> **DATASET ROWS**:
— START —

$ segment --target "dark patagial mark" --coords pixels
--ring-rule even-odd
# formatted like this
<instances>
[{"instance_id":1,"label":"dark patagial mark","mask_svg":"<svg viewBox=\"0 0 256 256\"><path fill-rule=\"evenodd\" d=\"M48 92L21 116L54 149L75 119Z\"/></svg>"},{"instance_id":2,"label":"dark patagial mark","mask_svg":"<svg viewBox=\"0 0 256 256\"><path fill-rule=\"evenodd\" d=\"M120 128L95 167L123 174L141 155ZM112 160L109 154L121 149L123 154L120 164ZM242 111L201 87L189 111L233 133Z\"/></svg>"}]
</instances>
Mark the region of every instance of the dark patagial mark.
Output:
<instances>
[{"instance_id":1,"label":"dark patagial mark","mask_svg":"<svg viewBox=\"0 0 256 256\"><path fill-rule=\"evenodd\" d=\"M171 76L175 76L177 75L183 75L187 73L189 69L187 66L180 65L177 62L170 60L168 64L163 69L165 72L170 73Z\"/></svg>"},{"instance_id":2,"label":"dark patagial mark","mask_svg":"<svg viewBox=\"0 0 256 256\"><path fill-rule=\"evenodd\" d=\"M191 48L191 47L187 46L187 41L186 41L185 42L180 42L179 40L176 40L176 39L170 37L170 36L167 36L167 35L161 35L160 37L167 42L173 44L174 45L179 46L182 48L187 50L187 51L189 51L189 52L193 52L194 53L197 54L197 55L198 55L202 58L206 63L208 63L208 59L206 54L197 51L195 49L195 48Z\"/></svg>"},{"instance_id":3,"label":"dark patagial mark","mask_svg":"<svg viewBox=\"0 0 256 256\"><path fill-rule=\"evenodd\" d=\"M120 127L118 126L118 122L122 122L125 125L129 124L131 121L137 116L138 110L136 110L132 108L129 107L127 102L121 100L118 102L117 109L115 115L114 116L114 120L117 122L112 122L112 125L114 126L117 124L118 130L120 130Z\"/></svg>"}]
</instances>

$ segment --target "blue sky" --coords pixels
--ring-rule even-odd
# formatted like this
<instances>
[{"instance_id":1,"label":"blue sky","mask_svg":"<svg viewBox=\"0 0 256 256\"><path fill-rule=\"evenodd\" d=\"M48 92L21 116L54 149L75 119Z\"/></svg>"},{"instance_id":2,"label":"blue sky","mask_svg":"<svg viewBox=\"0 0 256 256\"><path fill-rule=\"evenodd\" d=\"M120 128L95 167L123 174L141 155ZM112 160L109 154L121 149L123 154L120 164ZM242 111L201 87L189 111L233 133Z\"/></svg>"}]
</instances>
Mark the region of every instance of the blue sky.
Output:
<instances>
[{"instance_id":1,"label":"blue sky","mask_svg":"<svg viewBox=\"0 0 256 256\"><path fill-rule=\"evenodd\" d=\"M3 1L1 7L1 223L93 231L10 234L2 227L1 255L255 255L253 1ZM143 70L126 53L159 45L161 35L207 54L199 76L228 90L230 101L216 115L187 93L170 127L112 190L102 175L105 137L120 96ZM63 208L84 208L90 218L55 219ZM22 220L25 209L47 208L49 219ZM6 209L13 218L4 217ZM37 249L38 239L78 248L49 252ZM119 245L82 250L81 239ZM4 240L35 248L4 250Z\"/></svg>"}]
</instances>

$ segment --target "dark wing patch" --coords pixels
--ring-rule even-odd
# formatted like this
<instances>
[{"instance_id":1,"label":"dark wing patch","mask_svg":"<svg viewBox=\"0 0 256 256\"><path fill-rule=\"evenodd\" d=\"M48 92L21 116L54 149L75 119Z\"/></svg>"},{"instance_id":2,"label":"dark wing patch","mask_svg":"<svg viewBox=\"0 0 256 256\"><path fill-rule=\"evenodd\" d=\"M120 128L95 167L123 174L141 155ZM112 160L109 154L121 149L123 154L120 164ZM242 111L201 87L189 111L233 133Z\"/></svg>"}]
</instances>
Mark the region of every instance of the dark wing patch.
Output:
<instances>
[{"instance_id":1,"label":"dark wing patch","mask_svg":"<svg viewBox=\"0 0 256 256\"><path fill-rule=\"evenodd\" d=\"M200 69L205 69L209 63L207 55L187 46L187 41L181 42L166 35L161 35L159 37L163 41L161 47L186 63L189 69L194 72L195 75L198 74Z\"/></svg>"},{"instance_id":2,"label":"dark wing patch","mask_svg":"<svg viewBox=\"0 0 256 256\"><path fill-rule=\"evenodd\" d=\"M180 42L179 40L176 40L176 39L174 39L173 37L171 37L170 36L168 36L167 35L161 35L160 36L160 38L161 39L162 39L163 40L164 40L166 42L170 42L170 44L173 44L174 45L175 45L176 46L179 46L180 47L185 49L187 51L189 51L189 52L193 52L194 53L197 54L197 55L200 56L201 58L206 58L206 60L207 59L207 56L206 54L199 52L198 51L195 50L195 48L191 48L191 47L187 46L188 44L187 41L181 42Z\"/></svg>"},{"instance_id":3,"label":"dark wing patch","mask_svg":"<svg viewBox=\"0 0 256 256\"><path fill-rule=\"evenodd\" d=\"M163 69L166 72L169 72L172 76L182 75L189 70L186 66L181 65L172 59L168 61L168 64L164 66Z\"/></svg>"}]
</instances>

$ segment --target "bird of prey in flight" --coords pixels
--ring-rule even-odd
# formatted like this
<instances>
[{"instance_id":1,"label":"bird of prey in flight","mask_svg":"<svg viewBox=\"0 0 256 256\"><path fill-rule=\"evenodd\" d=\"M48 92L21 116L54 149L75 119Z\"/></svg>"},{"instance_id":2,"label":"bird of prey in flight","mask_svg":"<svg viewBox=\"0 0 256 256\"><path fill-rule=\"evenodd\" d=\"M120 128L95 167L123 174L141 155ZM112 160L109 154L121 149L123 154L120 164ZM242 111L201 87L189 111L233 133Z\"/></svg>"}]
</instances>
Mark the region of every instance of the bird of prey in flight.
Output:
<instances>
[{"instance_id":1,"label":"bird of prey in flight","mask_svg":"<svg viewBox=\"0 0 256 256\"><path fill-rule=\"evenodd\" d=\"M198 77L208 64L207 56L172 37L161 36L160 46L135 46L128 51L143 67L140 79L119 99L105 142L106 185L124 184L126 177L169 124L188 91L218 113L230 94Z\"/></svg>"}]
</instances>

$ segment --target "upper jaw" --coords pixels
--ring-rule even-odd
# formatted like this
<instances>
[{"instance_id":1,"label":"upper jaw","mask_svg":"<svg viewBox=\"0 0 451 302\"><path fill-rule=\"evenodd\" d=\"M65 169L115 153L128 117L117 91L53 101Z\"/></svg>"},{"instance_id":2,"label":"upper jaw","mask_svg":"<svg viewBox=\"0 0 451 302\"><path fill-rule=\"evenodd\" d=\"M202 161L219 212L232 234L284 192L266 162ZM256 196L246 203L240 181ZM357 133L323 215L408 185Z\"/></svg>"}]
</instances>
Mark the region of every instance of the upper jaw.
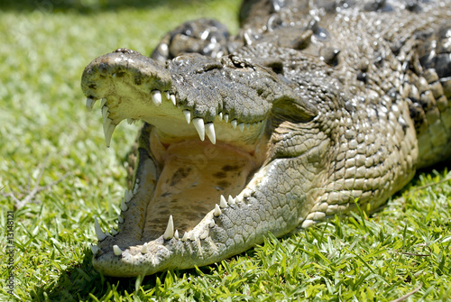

— END —

> **EXERCISE TASK**:
Please give only the number of lines in the rows above that contain the string "segment", with case counting.

> **TASK OUTPUT**:
5